* start ENTRIES SUPPLIED *

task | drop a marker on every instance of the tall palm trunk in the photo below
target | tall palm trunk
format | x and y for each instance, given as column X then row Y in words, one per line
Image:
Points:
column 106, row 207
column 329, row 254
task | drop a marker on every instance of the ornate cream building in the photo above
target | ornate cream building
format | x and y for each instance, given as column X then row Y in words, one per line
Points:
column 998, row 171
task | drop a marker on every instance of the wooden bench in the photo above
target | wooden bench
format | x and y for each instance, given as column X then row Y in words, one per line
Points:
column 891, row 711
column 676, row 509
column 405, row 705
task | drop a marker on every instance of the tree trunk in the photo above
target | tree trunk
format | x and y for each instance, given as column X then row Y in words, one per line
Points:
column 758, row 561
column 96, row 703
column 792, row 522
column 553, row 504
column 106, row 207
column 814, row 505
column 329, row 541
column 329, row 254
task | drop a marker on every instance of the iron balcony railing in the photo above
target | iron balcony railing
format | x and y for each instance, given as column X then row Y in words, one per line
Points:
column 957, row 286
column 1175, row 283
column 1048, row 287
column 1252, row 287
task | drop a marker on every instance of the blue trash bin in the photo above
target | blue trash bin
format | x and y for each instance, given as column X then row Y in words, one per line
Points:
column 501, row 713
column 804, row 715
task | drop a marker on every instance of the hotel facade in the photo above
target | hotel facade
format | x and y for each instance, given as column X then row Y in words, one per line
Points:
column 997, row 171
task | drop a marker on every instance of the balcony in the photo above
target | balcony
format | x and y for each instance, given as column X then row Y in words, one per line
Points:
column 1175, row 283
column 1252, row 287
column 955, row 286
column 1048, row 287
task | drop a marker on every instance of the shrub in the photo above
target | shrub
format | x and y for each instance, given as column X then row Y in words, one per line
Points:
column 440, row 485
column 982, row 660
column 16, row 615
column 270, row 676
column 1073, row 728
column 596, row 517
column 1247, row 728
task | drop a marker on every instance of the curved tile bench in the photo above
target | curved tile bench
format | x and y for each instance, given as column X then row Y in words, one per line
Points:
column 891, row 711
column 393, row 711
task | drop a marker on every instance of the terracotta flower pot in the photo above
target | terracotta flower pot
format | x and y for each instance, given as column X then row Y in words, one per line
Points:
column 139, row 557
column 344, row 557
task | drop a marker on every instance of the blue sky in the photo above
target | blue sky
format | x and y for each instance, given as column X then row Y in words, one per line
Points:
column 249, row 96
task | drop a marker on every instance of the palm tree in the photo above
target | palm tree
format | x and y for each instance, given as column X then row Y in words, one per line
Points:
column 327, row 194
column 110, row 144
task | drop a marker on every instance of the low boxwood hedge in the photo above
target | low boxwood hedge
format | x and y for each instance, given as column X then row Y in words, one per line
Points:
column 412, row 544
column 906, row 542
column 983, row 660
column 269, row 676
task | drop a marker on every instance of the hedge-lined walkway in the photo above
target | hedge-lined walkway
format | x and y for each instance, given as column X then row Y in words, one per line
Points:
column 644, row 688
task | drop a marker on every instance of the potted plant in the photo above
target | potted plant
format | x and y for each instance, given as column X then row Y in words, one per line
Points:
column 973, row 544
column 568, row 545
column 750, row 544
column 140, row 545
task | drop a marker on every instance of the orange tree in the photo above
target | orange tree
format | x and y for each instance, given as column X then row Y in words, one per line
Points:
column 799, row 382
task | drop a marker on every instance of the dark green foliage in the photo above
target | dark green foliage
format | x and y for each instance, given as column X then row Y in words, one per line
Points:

* end ENTRIES SUPPLIED *

■ **WORK TO BE COMPLETED**
Copy the records above word for word, starting at the line that contains "task | drop a marker on every instance of the palm" and ending after the line that contains "column 644, row 688".

■ **ANSWER IN FULL**
task | drop a marker on every instance of the palm tree in the photo above
target | palm tree
format | x and y for each instance, given as column X then row Y in words, one per line
Points:
column 327, row 194
column 110, row 144
task | drop a marker on every instance of the low boxwood hedge in the photo above
target | low boxwood hedge
format | x and y for each instance, given as column X then row Y in words, one per line
Points:
column 412, row 544
column 906, row 542
column 983, row 660
column 269, row 676
task | drop a marker on every instance of the hedge-lined walkway in the photo above
target | hedge-lined walkway
format | x and y for each instance, given as column X then row Y in words, one per line
Points:
column 644, row 688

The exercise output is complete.